Task prompt. Rename "Target" to "Label" throughout the rows below, and write out every row again with nothing else changed.
[Begin Dataset records]
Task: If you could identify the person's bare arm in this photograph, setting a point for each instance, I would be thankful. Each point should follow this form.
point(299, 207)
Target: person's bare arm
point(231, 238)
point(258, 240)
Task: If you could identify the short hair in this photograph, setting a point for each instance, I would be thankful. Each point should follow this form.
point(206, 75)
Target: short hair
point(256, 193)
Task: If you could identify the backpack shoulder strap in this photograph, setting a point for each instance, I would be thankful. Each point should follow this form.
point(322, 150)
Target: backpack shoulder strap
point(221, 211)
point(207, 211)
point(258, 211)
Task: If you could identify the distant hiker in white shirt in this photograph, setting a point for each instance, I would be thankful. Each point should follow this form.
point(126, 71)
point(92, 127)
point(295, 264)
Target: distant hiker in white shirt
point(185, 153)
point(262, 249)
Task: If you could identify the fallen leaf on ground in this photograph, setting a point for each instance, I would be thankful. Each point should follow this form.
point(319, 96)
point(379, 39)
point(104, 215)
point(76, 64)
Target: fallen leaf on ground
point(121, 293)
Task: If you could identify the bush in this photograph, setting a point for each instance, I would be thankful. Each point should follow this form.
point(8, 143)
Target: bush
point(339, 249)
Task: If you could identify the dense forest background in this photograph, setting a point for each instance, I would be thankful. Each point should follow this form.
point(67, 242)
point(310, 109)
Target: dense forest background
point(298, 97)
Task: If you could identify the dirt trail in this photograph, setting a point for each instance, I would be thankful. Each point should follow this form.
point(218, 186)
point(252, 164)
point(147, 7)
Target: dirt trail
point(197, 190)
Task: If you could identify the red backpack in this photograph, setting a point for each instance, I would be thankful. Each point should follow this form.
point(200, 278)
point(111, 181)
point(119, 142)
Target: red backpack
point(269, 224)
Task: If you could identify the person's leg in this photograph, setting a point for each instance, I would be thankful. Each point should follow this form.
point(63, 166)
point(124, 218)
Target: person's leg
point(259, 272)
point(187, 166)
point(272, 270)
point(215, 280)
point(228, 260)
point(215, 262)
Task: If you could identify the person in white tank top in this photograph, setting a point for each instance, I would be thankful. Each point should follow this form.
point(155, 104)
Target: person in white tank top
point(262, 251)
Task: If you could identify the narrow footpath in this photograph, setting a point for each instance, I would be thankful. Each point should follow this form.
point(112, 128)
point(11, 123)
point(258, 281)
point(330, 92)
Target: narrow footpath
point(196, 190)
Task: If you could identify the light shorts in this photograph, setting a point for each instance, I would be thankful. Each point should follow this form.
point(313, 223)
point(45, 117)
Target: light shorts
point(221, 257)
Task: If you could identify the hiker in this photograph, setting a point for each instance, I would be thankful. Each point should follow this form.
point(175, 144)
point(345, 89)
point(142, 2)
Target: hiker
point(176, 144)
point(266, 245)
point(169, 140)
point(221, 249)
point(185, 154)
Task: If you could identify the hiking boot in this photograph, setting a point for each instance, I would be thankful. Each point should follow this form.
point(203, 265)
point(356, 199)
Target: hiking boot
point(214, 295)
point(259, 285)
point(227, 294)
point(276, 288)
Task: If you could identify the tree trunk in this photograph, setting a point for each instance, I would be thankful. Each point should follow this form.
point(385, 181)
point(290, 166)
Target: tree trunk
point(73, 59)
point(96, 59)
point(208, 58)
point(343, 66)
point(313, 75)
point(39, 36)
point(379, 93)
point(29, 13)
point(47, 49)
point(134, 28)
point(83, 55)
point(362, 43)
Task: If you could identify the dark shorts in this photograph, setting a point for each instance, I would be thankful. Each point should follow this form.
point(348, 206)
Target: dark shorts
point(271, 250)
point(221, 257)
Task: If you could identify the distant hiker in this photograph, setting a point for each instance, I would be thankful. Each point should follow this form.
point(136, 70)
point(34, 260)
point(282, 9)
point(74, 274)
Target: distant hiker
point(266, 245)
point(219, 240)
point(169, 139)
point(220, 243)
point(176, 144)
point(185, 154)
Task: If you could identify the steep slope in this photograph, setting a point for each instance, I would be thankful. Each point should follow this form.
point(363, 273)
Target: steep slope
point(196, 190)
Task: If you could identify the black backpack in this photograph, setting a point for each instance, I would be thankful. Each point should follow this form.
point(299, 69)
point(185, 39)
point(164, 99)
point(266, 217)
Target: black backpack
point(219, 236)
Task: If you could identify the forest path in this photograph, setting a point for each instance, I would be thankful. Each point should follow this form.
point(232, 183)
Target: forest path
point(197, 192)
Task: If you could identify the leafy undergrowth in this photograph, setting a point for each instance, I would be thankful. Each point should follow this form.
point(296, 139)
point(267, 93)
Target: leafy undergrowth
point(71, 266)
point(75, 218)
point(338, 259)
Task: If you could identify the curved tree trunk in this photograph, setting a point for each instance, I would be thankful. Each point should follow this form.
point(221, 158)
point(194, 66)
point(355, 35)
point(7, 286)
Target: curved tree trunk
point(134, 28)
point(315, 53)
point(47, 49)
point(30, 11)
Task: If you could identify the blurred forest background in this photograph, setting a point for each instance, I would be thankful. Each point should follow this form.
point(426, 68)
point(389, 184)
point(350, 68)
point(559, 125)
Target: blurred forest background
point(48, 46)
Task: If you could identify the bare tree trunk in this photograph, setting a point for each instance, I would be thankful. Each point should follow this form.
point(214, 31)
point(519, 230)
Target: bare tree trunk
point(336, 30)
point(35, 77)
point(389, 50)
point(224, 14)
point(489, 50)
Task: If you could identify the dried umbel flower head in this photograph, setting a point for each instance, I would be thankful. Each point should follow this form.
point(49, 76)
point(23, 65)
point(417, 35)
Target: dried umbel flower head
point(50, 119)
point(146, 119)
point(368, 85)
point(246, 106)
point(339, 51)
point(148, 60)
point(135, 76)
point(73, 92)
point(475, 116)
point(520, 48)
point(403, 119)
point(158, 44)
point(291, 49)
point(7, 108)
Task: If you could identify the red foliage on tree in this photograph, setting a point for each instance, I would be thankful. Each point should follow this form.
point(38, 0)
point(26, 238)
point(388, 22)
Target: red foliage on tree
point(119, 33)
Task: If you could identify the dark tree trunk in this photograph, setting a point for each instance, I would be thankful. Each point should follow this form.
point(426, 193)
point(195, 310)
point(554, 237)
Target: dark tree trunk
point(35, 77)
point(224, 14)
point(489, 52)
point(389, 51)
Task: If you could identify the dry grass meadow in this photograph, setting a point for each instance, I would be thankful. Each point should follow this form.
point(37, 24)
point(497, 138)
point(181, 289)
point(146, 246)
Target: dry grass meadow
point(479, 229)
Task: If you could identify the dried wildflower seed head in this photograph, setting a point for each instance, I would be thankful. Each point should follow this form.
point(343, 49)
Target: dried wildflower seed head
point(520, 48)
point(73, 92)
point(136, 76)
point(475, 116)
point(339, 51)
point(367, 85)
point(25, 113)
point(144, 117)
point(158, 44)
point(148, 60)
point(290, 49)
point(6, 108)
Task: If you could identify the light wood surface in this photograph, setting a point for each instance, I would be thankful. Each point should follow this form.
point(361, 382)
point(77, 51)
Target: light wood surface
[End Dataset records]
Correct result.
Task: If you could identify the person's bare arm in this photograph, setting a point for each instance, I would be thankful. Each point should follow this form.
point(299, 207)
Label: person's bare arm
point(231, 238)
point(258, 240)
Task: If you could identify the short hair in this photograph, setting a point for each instance, I would be thankful. Each point should follow this form.
point(206, 75)
Label: short hair
point(256, 193)
Task: If you could identify the backpack shoulder strap in this photograph, setting a point for each instance, I would be thankful. Each point should follow this form.
point(322, 150)
Label: backpack shoulder strap
point(221, 211)
point(207, 211)
point(258, 211)
Task: If you could identify the distant hiker in white shirt in this photograph, setting a point for each instance, I would be thankful. Each point should follow this form.
point(126, 71)
point(92, 127)
point(295, 264)
Label: distant hiker in white shirt
point(185, 153)
point(262, 249)
Task: If you could identify the fallen leaf on ground in this photograph, setting a point for each instance, I would be thankful. Each point should follow this form.
point(319, 96)
point(379, 39)
point(104, 215)
point(76, 64)
Label: fallen leaf on ground
point(121, 293)
Task: If you could identify the bush in this photograph, setting a point for each instance, I would be thankful. Each point should follow this form.
point(8, 143)
Label: bush
point(339, 249)
Task: If you could identify the dense forest background in this photograph, setting a point for each instance, I would be thankful. Each point should follow this form.
point(67, 242)
point(310, 109)
Label: dense forest background
point(298, 97)
Task: If you could identify the dirt trail in this photograph, setting a point for each instance, I would be thankful. Each point should follow this form.
point(218, 186)
point(252, 164)
point(147, 7)
Label: dirt trail
point(197, 190)
Task: If you could identify the red backpack in this photograph, setting a point for each instance, I would be thankful. Each point should follow this form.
point(200, 278)
point(111, 181)
point(119, 142)
Label: red backpack
point(269, 224)
Task: If you could identify the person's leg in this photograph, setting a point for each instance, I would be thankful. Each point should follow this form.
point(63, 166)
point(124, 218)
Label: person's leg
point(259, 272)
point(187, 166)
point(272, 270)
point(215, 280)
point(228, 260)
point(215, 262)
Task: If you could identify the person in white tank top in this photograph, setting a point for each instance, I would be thankful. Each point should follow this form.
point(155, 104)
Label: person in white tank top
point(262, 251)
Task: If you could identify the narrow footpath in this photograph, setting a point for each instance, I would be thankful. Each point should follow this form.
point(112, 128)
point(11, 123)
point(258, 281)
point(330, 92)
Label: narrow footpath
point(196, 190)
Task: If you could identify the light shorts in this photograph, setting a point for each instance, I would be thankful. Each point should follow this form.
point(313, 223)
point(45, 117)
Label: light shorts
point(221, 257)
Task: If you could identify the hiker in this photograph, setting a point for each instance, I would be thankful. Each point should follow this form.
point(175, 144)
point(345, 89)
point(142, 2)
Label: hiker
point(176, 144)
point(266, 245)
point(169, 140)
point(221, 249)
point(185, 154)
Task: If you could identify the hiking boot in this photograph, setting a point for each instance, I would be thankful. Each point should follow this form.
point(203, 265)
point(356, 199)
Label: hiking boot
point(214, 295)
point(259, 285)
point(227, 294)
point(276, 288)
Task: If you could identify the tree trunk in this photograph, setting a point for each instance, I would be thankful. Each point should follow this form.
point(385, 181)
point(290, 166)
Label: tree trunk
point(73, 59)
point(96, 59)
point(208, 58)
point(343, 66)
point(313, 75)
point(39, 36)
point(379, 93)
point(29, 13)
point(47, 49)
point(134, 28)
point(83, 55)
point(362, 43)
Task: If you could identify the dark shorts in this photograph, setting a point for each instance, I would be thankful. Each point should follow this form.
point(348, 206)
Label: dark shorts
point(271, 250)
point(221, 257)
Task: If you could identify the distant hiker in this photograph, setting a point for each instance, I would be thankful. Each point should follow this form.
point(136, 70)
point(34, 260)
point(282, 9)
point(74, 274)
Label: distant hiker
point(266, 245)
point(219, 240)
point(169, 139)
point(220, 243)
point(176, 144)
point(185, 154)
Task: If you could identify the steep slope in this photograph, setting a point for each instance, I would be thankful. Each point should follow this form.
point(363, 273)
Label: steep slope
point(196, 190)
Task: If you could identify the black backpack in this photograph, setting a point for each instance, I would be thankful. Each point should follow this form.
point(299, 69)
point(185, 39)
point(164, 99)
point(266, 217)
Label: black backpack
point(219, 236)
Task: If you could identify the forest path in this photograph, setting a point for each instance, I would be thankful. Each point should follow this form.
point(232, 183)
Label: forest path
point(197, 192)
Task: If you could identify the leafy undergrowth in this photograph, setting a point for each instance, I would be thankful. Each point should follow this form.
point(296, 139)
point(267, 93)
Label: leafy undergrowth
point(71, 266)
point(75, 218)
point(338, 259)
Task: If you could identify the curved tree trunk in this photograph, setting a point for each instance, I would be thankful. Each point should follow this form.
point(221, 158)
point(194, 66)
point(355, 35)
point(7, 286)
Label: curved tree trunk
point(134, 28)
point(315, 53)
point(47, 49)
point(30, 11)
Task: If you could identify the blurred forest background in this photograph, setting a point for each instance, I would be thankful. Each point should follow this form.
point(426, 68)
point(389, 184)
point(350, 68)
point(559, 125)
Label: blurred forest background
point(48, 46)
Task: If you could identify the bare tree trunk in this photograph, setting a point for each instance, I would be thankful. Each point should follow this form.
point(214, 31)
point(519, 230)
Label: bare tree trunk
point(336, 30)
point(35, 77)
point(389, 50)
point(224, 14)
point(489, 50)
Task: If you could identify the dried umbel flower head in this photograph, setting a point for each instance, I would be thankful. Each point should follow this form.
point(49, 76)
point(23, 65)
point(417, 35)
Label: dried umbel flower head
point(50, 119)
point(146, 119)
point(368, 85)
point(246, 106)
point(339, 51)
point(148, 60)
point(135, 76)
point(73, 92)
point(475, 116)
point(520, 48)
point(403, 119)
point(158, 44)
point(291, 49)
point(7, 108)
Task: If you could identify the red foliage on tree in this photograph, setting a point for each instance, I would be thankful. Each point should follow this form.
point(38, 0)
point(26, 238)
point(388, 22)
Label: red foliage on tree
point(119, 33)
Task: If you could identify the dark tree trunk in this photograph, setting a point for each instance, I would be thankful. Each point should follow this form.
point(426, 193)
point(195, 310)
point(554, 237)
Label: dark tree trunk
point(35, 77)
point(224, 14)
point(489, 52)
point(389, 51)
Task: If you could identify the dry grass meadow in this photograph, setting a point for each instance, I would be thankful. Each point should follow this form.
point(37, 24)
point(497, 138)
point(181, 289)
point(146, 246)
Label: dry grass meadow
point(479, 229)
Task: If you could identify the dried wildflower seed head in this photograph, setting a point for each instance, I would be thankful. Each point should follow this form.
point(343, 49)
Label: dried wildflower seed head
point(520, 48)
point(73, 92)
point(136, 76)
point(475, 116)
point(339, 51)
point(367, 85)
point(25, 113)
point(144, 117)
point(158, 44)
point(148, 60)
point(290, 49)
point(6, 108)
Task: If you could identify the light wood surface in this photograph, setting a point for each instance, I would be thankful. Each point should follow this form.
point(361, 382)
point(77, 51)
Label: light wood surface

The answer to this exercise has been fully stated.